WHAT IS ASKED: Transcribe the records below exactly as they appear.

## start INPUT

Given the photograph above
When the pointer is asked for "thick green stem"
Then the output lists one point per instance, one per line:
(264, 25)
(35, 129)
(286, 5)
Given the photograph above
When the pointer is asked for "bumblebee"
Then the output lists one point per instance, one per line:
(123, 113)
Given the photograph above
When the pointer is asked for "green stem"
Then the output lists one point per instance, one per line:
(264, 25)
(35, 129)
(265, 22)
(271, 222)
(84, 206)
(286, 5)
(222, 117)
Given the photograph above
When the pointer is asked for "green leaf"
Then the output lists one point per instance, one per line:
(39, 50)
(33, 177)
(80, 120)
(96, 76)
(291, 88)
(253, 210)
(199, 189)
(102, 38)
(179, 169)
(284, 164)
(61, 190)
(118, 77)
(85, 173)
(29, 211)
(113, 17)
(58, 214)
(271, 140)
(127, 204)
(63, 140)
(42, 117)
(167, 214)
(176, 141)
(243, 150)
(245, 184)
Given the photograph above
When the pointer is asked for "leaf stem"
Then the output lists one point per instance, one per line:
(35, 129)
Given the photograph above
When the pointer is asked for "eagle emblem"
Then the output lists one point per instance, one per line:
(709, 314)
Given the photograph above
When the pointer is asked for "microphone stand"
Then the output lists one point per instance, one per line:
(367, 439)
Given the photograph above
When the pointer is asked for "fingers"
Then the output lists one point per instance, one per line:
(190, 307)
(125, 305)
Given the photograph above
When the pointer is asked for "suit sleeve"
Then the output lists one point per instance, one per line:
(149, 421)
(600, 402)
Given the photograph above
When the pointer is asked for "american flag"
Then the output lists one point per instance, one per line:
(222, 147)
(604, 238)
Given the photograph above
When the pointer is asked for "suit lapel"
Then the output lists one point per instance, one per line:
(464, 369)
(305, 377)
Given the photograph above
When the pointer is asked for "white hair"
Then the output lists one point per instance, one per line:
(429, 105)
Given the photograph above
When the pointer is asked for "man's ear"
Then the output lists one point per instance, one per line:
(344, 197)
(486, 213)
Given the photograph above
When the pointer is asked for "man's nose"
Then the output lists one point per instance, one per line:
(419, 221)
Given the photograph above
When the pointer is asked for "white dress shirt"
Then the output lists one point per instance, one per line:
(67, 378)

## end INPUT

EXPECTED ANSWER:
Given the photograph above
When the pointer is asked for "thick green stem"
Then the output lists one point per instance, one per line:
(264, 25)
(35, 129)
(286, 5)
Given the photograph above
When the pointer is asked for "bumblebee"
Then the output lists one point per instance, one per line:
(123, 113)
Given the photograph above
When the pointer is asked for "green stem"
Then the output lists one point per instance, one per line:
(264, 25)
(35, 129)
(265, 22)
(271, 222)
(84, 206)
(286, 5)
(222, 117)
Given the photograph above
When the pointer is asked for "green leaf"
Then the output lists one point per instance, one per line:
(39, 50)
(33, 177)
(80, 120)
(96, 76)
(291, 88)
(253, 210)
(199, 189)
(102, 38)
(179, 169)
(284, 164)
(61, 190)
(118, 77)
(85, 173)
(29, 211)
(113, 17)
(58, 214)
(271, 140)
(127, 204)
(63, 140)
(42, 117)
(167, 214)
(176, 141)
(243, 150)
(245, 184)
Given the photograph above
When the pointer is asked for "leaf stem"
Then the output lists one point per instance, one per line:
(35, 129)
Given the photograph above
When the pointer is asked for "eagle emblem"
Then the output lists one point per instance, one per line:
(709, 314)
Given the photograph above
When the pointer is asked for "microphone stand"
Then the output lists one point per instance, one per line:
(367, 439)
Given the photograph above
When the pointer is asked for "fingers"
Then the output lists one point per instance, one per line:
(190, 307)
(125, 305)
Given the photograph above
When the pointer is asked for "suit sleeve"
Then the output lists one point per instance, one per line:
(149, 421)
(600, 402)
Given the photograph above
When the pointer is asked for "american flag"
Then the output lists one point per instance, one per line:
(222, 147)
(604, 238)
Given the photograph above
When the pointer is asked for "suit lapel"
Then the output lists one point per instance, one per line:
(464, 369)
(305, 377)
Given the photograph above
When the pointer is asked for "white hair"
Then the output lists one point per instance, one per line:
(429, 105)
Given the photograph above
When the pointer is asked for "man's ear"
Then the output lists one point per instance, one per line:
(344, 197)
(486, 213)
Given the photograph above
When the pointer is asked for "man's nose"
Then the output lists one point per instance, one per line:
(419, 221)
Given the photograph above
When the pointer is asked for "white dress shirt"
Then the output lists one point per instance, one per line:
(67, 378)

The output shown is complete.